TRY IT —
In the material below, write out each line word for word and omit the pictures.
*** MATERIAL PROVIDED Section Begins ***
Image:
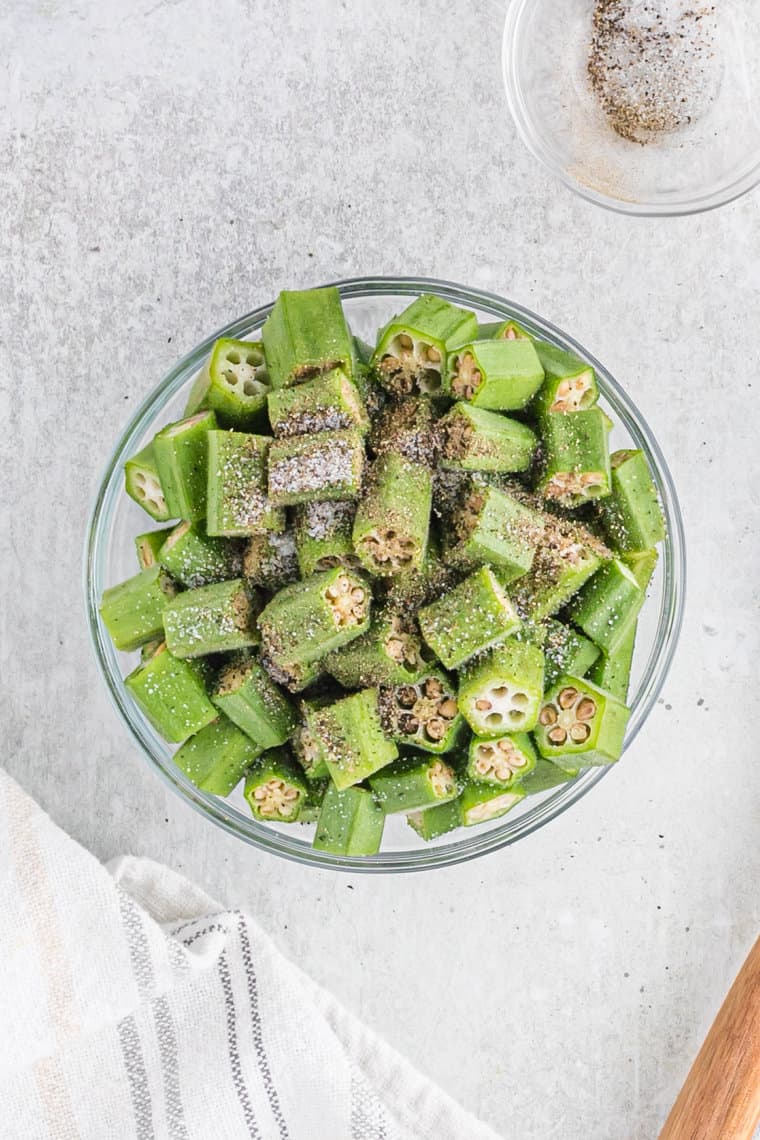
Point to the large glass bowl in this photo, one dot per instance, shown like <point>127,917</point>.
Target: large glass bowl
<point>109,558</point>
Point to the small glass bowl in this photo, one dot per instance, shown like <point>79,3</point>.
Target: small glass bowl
<point>704,165</point>
<point>109,558</point>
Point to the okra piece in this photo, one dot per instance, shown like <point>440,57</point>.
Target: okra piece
<point>237,498</point>
<point>323,536</point>
<point>474,439</point>
<point>305,334</point>
<point>423,714</point>
<point>215,758</point>
<point>414,783</point>
<point>132,610</point>
<point>275,788</point>
<point>311,469</point>
<point>350,822</point>
<point>142,483</point>
<point>234,384</point>
<point>328,402</point>
<point>392,521</point>
<point>503,762</point>
<point>570,383</point>
<point>480,801</point>
<point>501,692</point>
<point>246,694</point>
<point>411,349</point>
<point>148,545</point>
<point>566,651</point>
<point>580,724</point>
<point>472,617</point>
<point>308,619</point>
<point>212,619</point>
<point>574,457</point>
<point>181,452</point>
<point>607,605</point>
<point>352,739</point>
<point>195,559</point>
<point>491,527</point>
<point>270,560</point>
<point>172,695</point>
<point>631,514</point>
<point>501,374</point>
*** MATERIAL PROVIDED Section Ends ***
RESPONSE TO THE EXERCISE —
Image:
Point to the large glass bowl in this photo, one dot per instance, shown like <point>127,917</point>.
Target: large glass bowl
<point>109,558</point>
Point to the small glass bowl in this photo, one dot per instance, shown like <point>79,3</point>.
Target: small glass bowl
<point>704,165</point>
<point>109,558</point>
Point to the okra piece in this photo, one dot per instance, shown like <point>440,57</point>.
Target: okra piece
<point>237,498</point>
<point>323,536</point>
<point>474,439</point>
<point>305,334</point>
<point>423,714</point>
<point>215,758</point>
<point>414,783</point>
<point>132,610</point>
<point>275,788</point>
<point>311,469</point>
<point>350,822</point>
<point>142,483</point>
<point>234,384</point>
<point>328,402</point>
<point>392,521</point>
<point>503,762</point>
<point>570,383</point>
<point>480,801</point>
<point>501,692</point>
<point>246,694</point>
<point>411,349</point>
<point>148,545</point>
<point>566,651</point>
<point>580,724</point>
<point>472,617</point>
<point>308,619</point>
<point>212,619</point>
<point>574,457</point>
<point>181,452</point>
<point>607,605</point>
<point>352,739</point>
<point>195,559</point>
<point>491,527</point>
<point>270,560</point>
<point>172,695</point>
<point>631,514</point>
<point>501,374</point>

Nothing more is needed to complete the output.